** EXERCISE TASK **
Answer these questions from the article on behavioral biases below:
1. Which two biases does the article say this post will focus on?
2. In the car example, for what percentage of the purchase price would the disappointing car be sold?
3. What does standard economic theory say should be done with sunk costs when making decisions?

** TEXT **

Behavioral biases and their impact on managing organizations – Part 2

By Eli Schragenheim and Alejandro Céspedes (Simple Solutions)

This is the second of our posts on the topic of biases and how TOC should treat them. Behavioral biases mean that many people make decisions that seem wrong from the outside.  Such judgment is based on considering the cause-and-effects from the decision up to the expected results that seem lower than from a different decision.  The troubling point for the TOC community, and several other approaches trying to change established paradigms, is to understand how come managers continue to make decisions that lead to undesired outcomes.  We’ll focus this time on ‘mental accounting’ and ‘sunk cost’, and like the first post, we’ll eventually deal not just with the bias itself, but mainly how it affects managing organizations.

Suppose that you bought yourself a new car but it turned out to be very disappointing.   How would you consider the idea to sell the new car, for just 75% of what you paid, and buy a new one?

The above example demonstrates two different biases; the sunk cost fallacy and mental accounting, both blocking the idea of selling the car and buying a new one.

The sunk cost fallacy

‘Sunk cost’ is a cost that has already been incurred and cannot be recovered. Standard economic theory states that sunk costs should be ignored when making decisions because what happened in the past is irrelevant. Only costs that have not been incurred so far and are necessary to the decision at hand should be considered. This seems to be a logical process without letting emotions interrupt the process.  However, in reality people prefer to sit through a boring movie instead of leaving halfway through because the ticket has already been paid for. Organizations continue to invest money in unpromising or doomed projects just because of the time and money they’ve already put in.  The simple realization is that emotions have enough power to twist the logical process of decision making.

** EXTRACTED ENTRIES **
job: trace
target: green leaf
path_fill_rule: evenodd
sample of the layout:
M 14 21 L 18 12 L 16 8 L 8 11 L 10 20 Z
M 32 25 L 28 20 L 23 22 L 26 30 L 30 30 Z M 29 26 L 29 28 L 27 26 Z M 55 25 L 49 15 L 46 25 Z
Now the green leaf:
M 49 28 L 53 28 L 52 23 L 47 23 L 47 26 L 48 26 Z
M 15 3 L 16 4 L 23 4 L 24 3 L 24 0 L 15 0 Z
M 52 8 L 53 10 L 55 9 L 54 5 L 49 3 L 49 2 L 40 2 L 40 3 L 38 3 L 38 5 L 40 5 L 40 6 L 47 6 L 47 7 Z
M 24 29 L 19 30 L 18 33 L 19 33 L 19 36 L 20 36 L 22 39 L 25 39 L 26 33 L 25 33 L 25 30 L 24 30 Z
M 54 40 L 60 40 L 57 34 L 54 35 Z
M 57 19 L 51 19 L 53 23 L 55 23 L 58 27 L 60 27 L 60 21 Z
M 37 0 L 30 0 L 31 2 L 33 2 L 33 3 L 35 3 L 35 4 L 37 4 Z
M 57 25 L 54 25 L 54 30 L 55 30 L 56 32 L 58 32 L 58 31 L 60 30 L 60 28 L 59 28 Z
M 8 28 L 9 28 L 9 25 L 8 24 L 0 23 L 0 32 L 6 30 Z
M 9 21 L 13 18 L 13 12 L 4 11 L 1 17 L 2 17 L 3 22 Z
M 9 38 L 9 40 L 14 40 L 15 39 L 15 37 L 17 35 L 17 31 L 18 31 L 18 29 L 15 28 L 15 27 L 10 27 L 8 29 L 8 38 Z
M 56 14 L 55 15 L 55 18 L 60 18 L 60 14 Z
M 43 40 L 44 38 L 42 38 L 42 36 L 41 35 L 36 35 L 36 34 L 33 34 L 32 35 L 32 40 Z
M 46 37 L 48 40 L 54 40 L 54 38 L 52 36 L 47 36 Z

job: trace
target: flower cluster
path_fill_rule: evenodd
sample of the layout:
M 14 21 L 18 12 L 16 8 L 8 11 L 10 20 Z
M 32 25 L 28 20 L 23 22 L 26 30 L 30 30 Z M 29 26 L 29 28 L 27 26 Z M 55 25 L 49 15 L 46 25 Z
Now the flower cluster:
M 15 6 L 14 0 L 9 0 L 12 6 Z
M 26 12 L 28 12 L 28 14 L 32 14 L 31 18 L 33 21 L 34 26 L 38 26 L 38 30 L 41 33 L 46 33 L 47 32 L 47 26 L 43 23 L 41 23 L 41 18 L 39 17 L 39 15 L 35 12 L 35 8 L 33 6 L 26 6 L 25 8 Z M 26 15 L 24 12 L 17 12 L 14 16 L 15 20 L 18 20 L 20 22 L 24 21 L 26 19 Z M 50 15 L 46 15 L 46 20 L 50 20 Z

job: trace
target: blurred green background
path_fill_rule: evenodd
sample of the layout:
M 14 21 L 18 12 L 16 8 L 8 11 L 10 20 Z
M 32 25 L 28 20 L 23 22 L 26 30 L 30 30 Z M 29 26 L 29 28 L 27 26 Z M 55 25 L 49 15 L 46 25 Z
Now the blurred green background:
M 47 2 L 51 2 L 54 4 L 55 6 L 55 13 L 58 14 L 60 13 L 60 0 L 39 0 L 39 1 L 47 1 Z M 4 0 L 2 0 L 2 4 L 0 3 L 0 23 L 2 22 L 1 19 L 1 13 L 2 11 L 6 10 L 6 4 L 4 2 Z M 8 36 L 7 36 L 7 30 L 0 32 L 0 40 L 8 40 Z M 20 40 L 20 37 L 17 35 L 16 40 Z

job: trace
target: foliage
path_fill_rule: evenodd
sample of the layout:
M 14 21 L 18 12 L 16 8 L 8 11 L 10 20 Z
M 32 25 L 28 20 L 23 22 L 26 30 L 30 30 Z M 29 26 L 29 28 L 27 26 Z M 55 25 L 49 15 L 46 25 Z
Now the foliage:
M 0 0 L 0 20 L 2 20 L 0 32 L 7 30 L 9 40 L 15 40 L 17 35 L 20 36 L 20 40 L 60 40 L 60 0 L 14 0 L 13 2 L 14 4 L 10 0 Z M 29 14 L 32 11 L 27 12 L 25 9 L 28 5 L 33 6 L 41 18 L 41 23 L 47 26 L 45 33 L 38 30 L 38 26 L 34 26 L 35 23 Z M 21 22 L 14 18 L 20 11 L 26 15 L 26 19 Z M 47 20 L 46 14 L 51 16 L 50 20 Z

** PROBLEM SOLUTION **
1. Mental accounting and sunk cost.
2. 75%.
3. They should be ignored.